-------- Exercise inputs
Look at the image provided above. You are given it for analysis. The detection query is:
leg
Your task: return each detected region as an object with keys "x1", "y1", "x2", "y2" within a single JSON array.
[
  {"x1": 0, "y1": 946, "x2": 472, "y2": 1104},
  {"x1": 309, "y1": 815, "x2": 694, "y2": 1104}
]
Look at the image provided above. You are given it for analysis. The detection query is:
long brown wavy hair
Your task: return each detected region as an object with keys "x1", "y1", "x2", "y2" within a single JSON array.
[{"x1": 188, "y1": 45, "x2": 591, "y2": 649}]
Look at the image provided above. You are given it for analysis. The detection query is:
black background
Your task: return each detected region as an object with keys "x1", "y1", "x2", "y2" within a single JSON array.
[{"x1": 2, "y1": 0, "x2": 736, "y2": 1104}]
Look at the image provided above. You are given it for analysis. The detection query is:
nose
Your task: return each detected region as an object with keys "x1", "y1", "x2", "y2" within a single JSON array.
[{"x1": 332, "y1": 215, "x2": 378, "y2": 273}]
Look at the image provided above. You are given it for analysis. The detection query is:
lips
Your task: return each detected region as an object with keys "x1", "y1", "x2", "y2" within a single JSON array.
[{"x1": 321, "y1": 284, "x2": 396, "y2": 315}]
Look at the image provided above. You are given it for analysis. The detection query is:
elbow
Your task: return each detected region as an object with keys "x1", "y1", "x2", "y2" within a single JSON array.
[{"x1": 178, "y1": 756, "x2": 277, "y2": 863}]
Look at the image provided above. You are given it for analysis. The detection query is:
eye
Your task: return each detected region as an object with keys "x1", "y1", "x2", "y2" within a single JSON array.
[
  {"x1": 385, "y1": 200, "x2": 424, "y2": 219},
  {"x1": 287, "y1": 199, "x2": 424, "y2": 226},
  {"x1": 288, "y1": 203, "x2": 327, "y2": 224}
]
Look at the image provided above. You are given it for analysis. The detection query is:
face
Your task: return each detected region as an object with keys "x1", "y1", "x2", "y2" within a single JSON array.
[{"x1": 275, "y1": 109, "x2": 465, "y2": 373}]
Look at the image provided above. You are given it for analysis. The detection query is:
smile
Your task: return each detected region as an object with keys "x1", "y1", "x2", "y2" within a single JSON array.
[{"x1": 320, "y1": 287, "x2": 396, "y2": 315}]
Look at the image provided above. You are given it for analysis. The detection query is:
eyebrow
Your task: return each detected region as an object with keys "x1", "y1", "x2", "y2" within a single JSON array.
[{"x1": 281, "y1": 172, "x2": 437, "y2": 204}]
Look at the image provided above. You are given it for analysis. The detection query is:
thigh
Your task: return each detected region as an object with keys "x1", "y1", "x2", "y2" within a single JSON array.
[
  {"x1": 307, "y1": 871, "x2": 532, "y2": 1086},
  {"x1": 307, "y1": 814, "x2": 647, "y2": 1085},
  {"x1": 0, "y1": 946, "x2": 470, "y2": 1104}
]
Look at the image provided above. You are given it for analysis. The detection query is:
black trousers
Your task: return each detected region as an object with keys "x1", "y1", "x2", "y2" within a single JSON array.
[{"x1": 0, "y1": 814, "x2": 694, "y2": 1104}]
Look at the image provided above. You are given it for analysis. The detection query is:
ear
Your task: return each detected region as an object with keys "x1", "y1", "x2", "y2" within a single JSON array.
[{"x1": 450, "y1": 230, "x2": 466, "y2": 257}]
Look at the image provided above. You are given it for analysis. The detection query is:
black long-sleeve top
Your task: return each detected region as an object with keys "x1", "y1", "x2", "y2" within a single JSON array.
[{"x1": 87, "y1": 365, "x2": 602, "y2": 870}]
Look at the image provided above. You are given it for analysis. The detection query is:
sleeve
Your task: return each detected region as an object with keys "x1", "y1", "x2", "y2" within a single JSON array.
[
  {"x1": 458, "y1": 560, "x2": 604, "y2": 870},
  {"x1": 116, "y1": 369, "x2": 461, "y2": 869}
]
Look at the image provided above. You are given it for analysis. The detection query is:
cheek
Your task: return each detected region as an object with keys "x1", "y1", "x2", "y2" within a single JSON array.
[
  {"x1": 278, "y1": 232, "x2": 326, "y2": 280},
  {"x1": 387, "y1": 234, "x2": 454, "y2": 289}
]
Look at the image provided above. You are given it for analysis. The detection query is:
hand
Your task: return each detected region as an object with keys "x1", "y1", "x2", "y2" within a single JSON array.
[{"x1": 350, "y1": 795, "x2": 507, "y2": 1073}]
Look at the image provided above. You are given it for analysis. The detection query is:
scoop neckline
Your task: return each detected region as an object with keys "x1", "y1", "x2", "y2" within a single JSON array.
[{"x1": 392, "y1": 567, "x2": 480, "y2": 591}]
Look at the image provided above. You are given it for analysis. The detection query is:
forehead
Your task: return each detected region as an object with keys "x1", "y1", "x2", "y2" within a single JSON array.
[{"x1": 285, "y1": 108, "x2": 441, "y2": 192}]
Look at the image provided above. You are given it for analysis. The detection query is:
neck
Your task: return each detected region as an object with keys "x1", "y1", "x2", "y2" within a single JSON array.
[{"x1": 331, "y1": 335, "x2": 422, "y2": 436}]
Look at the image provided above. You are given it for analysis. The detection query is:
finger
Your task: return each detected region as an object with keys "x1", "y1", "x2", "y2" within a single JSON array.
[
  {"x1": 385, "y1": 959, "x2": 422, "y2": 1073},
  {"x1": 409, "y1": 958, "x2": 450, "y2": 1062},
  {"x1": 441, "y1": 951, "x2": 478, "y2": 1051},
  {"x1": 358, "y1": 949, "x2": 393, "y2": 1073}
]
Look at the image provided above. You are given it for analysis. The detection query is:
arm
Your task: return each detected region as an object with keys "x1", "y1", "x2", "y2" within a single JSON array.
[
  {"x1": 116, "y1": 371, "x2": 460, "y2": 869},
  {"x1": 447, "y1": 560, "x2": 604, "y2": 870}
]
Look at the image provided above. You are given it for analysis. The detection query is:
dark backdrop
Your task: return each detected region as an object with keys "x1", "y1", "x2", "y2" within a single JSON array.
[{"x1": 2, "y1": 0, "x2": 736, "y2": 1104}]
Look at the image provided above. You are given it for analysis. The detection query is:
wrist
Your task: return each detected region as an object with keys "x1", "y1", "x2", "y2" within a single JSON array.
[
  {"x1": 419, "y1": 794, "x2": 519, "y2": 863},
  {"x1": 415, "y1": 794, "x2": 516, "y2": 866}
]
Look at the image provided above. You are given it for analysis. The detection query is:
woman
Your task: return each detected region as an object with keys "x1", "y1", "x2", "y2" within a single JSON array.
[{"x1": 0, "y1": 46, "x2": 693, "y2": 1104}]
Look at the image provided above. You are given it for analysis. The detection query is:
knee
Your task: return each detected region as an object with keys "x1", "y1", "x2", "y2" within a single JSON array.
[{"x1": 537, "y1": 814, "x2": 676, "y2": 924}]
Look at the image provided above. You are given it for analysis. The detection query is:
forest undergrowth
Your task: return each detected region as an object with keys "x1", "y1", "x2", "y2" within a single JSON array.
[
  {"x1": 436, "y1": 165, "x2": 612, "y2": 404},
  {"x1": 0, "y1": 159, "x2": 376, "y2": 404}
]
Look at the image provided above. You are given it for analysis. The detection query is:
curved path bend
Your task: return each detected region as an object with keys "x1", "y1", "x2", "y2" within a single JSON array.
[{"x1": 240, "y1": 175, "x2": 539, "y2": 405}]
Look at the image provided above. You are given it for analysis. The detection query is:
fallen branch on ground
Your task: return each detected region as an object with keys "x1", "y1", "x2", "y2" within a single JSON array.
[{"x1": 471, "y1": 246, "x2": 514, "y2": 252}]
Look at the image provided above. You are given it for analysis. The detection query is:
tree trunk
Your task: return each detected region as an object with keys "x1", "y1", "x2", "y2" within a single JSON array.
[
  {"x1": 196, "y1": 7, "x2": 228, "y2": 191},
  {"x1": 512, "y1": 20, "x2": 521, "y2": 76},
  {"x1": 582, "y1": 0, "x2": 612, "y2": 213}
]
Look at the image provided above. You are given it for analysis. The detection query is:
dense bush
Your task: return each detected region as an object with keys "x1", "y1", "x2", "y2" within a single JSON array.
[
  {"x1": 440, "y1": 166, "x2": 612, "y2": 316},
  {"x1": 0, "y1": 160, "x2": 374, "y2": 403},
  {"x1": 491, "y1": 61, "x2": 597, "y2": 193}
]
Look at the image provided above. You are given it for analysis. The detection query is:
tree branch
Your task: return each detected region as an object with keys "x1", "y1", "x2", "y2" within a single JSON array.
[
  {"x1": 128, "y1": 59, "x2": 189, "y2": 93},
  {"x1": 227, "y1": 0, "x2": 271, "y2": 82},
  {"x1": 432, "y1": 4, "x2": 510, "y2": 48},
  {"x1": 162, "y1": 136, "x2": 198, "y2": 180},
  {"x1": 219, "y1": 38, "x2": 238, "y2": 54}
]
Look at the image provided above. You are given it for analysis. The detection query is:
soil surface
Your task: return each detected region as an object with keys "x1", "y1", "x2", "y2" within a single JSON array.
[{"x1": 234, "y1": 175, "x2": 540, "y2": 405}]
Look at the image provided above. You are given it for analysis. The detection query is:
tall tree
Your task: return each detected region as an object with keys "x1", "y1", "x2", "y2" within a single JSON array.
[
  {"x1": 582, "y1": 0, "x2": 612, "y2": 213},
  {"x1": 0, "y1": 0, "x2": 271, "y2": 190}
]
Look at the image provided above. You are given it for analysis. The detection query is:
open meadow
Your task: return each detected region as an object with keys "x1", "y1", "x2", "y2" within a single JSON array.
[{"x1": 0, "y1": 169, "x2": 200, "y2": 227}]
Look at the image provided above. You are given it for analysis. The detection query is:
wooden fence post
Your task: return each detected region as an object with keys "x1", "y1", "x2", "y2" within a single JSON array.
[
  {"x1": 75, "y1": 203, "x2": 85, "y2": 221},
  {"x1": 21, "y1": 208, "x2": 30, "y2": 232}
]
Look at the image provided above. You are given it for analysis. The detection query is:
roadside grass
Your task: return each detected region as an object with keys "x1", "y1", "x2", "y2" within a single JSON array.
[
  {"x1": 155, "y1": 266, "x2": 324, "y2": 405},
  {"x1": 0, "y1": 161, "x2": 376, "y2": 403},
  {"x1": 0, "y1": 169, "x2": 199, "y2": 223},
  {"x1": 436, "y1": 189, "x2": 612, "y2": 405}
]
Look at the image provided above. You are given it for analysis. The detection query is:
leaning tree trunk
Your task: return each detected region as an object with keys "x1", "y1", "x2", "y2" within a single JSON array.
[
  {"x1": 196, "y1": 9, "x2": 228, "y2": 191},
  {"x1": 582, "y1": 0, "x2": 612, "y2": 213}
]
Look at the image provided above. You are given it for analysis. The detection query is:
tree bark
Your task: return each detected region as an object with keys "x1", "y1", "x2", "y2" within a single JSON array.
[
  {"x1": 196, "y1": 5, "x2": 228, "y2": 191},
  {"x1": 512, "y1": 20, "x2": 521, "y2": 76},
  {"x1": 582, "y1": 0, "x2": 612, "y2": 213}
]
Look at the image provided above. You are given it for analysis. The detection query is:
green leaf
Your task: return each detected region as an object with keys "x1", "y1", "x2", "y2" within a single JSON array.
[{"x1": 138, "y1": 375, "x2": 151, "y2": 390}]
----------------
• Work required: Tally how many lines of the items above contain the string "tree", matching case exactly, and give only that number.

• Problem solution: 5